Picture annotation records →
---

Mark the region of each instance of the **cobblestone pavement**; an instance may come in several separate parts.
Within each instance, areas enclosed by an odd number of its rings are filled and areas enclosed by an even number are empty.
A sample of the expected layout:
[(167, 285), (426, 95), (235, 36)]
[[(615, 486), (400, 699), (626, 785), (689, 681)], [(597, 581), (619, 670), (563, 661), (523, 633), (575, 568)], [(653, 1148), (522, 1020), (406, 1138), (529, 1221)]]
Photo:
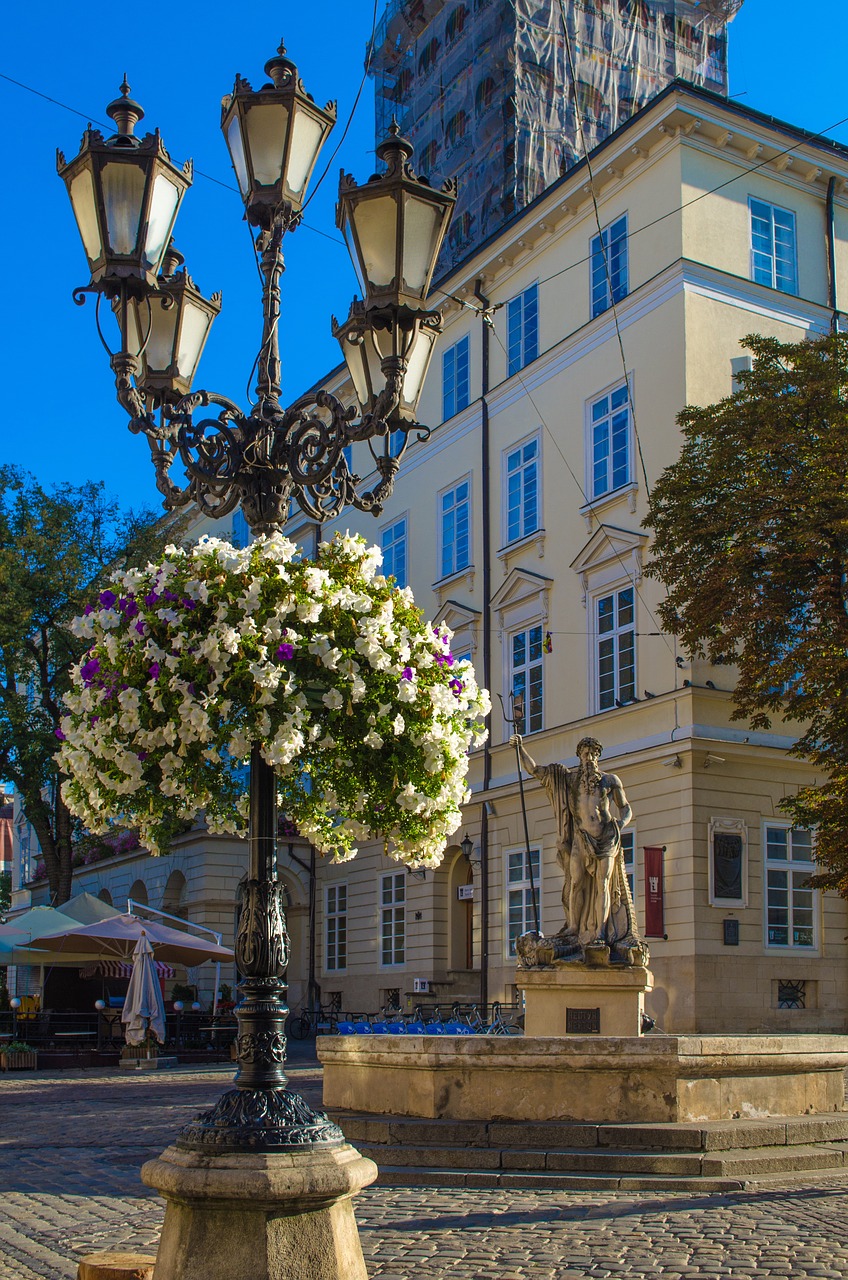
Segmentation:
[[(0, 1280), (72, 1280), (92, 1249), (155, 1252), (163, 1202), (138, 1167), (229, 1075), (0, 1078)], [(291, 1076), (316, 1103), (316, 1069)], [(371, 1188), (356, 1206), (374, 1280), (848, 1275), (848, 1188), (826, 1179), (713, 1196)]]

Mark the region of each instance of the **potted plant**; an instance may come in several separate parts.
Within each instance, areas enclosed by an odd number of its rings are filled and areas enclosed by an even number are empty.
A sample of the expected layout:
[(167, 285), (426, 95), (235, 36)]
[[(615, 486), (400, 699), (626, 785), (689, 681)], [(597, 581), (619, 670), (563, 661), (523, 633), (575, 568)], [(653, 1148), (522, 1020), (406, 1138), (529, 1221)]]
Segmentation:
[(23, 1041), (9, 1041), (0, 1050), (0, 1070), (35, 1071), (37, 1065), (37, 1051), (32, 1044), (26, 1044)]

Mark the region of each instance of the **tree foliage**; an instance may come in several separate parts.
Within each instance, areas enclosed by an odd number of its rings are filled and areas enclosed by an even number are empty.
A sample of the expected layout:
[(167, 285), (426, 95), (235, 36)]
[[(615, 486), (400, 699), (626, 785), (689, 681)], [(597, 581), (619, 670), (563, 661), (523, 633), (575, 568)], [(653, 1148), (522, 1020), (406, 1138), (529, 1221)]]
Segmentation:
[(108, 570), (155, 556), (167, 534), (122, 512), (101, 484), (45, 490), (0, 467), (0, 777), (14, 783), (41, 845), (54, 905), (70, 896), (72, 818), (54, 754), (63, 695), (86, 643), (70, 620)]
[(648, 572), (687, 650), (738, 668), (734, 718), (799, 723), (825, 780), (783, 806), (817, 828), (815, 883), (848, 897), (848, 335), (743, 347), (739, 389), (679, 416)]

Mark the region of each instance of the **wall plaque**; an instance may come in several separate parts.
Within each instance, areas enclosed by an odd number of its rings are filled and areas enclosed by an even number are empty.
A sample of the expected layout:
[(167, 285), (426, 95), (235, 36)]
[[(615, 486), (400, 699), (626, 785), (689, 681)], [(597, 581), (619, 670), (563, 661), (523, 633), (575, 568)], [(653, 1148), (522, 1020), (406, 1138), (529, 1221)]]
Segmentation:
[(566, 1036), (599, 1036), (601, 1010), (599, 1009), (566, 1009), (565, 1010)]

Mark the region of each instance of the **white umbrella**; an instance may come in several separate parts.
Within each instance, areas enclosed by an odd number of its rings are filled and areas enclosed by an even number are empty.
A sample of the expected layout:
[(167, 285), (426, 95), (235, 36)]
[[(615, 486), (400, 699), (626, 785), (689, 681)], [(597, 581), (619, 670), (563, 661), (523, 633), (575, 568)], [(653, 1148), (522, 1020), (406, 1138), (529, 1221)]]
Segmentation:
[(160, 1044), (165, 1043), (165, 1004), (154, 964), (154, 948), (143, 932), (132, 954), (132, 974), (120, 1020), (127, 1024), (124, 1036), (128, 1044), (141, 1044), (149, 1034), (155, 1036)]

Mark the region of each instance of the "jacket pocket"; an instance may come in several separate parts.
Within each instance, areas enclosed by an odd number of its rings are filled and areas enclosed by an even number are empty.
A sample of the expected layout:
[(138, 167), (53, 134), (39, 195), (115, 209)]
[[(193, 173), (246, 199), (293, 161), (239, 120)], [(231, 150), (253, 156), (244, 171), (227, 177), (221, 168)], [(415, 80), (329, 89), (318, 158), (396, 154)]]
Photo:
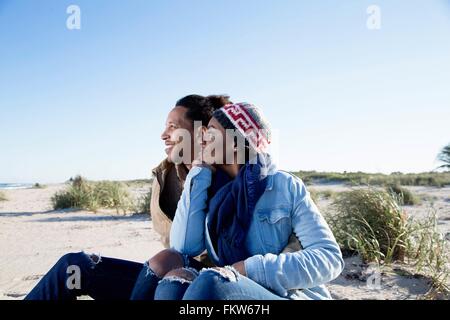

---

Do this →
Copy all of the material above with every "expected layout" swapped for "required format", leaving everything else unchanged. Leave the pictures out of your copy.

Correct response →
Mark the region of each instance of the **cobblestone pavement**; an instance may come in several separate parts.
Within each instance, areas enclosed by an odd number of its rings are filled and areas enclosed by an even number are empty.
A sample of the required format:
[(167, 285), (426, 95), (235, 36)]
[[(615, 486), (400, 699), (626, 785), (689, 681)], [(597, 581), (619, 670), (563, 661), (523, 633), (575, 568)], [(653, 1148), (522, 1020), (406, 1138), (529, 1221)]]
Photo:
Segmentation:
[[(0, 1280), (72, 1280), (92, 1249), (155, 1252), (163, 1202), (138, 1167), (229, 1075), (0, 1078)], [(291, 1076), (316, 1103), (316, 1069)], [(371, 1188), (356, 1206), (374, 1280), (848, 1275), (848, 1188), (826, 1179), (713, 1196)]]

Mark the region of each instance of the **potted plant**; an instance may come in several separate parts.
Within each instance, areas enclosed by an odd number of its rings are filled and areas enclosed by an even number are empty.
A sample of the required format:
[(167, 285), (426, 95), (235, 36)]
[[(615, 486), (400, 699), (626, 785), (689, 681)], [(597, 581), (619, 670), (563, 661), (523, 633), (575, 568)], [(653, 1148), (522, 1020), (406, 1138), (529, 1221)]]
Segmentation:
[(23, 1041), (9, 1041), (0, 1050), (0, 1070), (35, 1071), (37, 1065), (37, 1051), (32, 1044), (26, 1044)]

Mark the region of each instance of the **tree foliage**; an instance may come in several separate parts.
Within each instance, areas enclosed by an odd number of its rings are filled and areas enclosed by an even number are empty.
A sample of the required format:
[(167, 285), (426, 95), (235, 36)]
[[(615, 486), (400, 699), (626, 785), (689, 681)], [(597, 581), (619, 670), (563, 661), (523, 633), (575, 568)], [(653, 1148), (522, 1020), (406, 1138), (529, 1221)]]
Segmentation:
[(108, 570), (155, 556), (167, 534), (122, 512), (101, 484), (45, 490), (0, 467), (0, 777), (14, 783), (41, 845), (54, 905), (70, 896), (72, 818), (54, 754), (63, 695), (86, 643), (70, 620)]
[(648, 572), (687, 650), (738, 668), (734, 718), (799, 723), (825, 780), (783, 806), (817, 828), (815, 883), (848, 897), (848, 335), (743, 347), (739, 389), (679, 416)]

Mark the region of each instance of the **wall plaque**; an instance may come in several separate parts.
Within each instance, areas enclosed by an odd number of its rings are filled and areas enclosed by an even number are empty.
A sample of the required format:
[(167, 285), (426, 95), (235, 36)]
[[(615, 486), (400, 699), (626, 785), (689, 681)], [(597, 581), (619, 670), (563, 661), (523, 633), (575, 568)], [(653, 1148), (522, 1020), (406, 1138), (529, 1221)]]
Segmentation:
[(566, 1036), (599, 1036), (601, 1010), (599, 1009), (566, 1009), (565, 1010)]

Mark the region of each instance of the **white umbrella**; an instance may come in several separate parts.
Within each instance, areas enclosed by an odd number of its rings are filled and areas enclosed by an even number are empty.
A sample of the required format:
[(167, 285), (426, 95), (235, 36)]
[[(615, 486), (400, 699), (626, 785), (689, 681)], [(597, 581), (619, 670), (563, 661), (523, 633), (575, 568)], [(653, 1148), (522, 1020), (406, 1138), (529, 1221)]]
Segmentation:
[(160, 1044), (165, 1043), (165, 1004), (154, 964), (154, 948), (143, 932), (132, 954), (132, 974), (120, 1020), (127, 1024), (124, 1036), (128, 1044), (141, 1044), (149, 1034), (155, 1036)]

Mark the region of each instance of the "jacket pocket"; an instance may come in several separate parts.
Within each instance, areas enclosed by an odd number of its rings are filled and areas enclosed by an even number are empty.
A sample of the required format:
[(138, 167), (53, 134), (39, 195), (115, 209)]
[[(193, 173), (246, 199), (293, 161), (239, 120)], [(231, 150), (253, 156), (244, 171), (227, 177), (221, 168)], [(415, 80), (329, 89), (318, 158), (396, 154)]]
Photo:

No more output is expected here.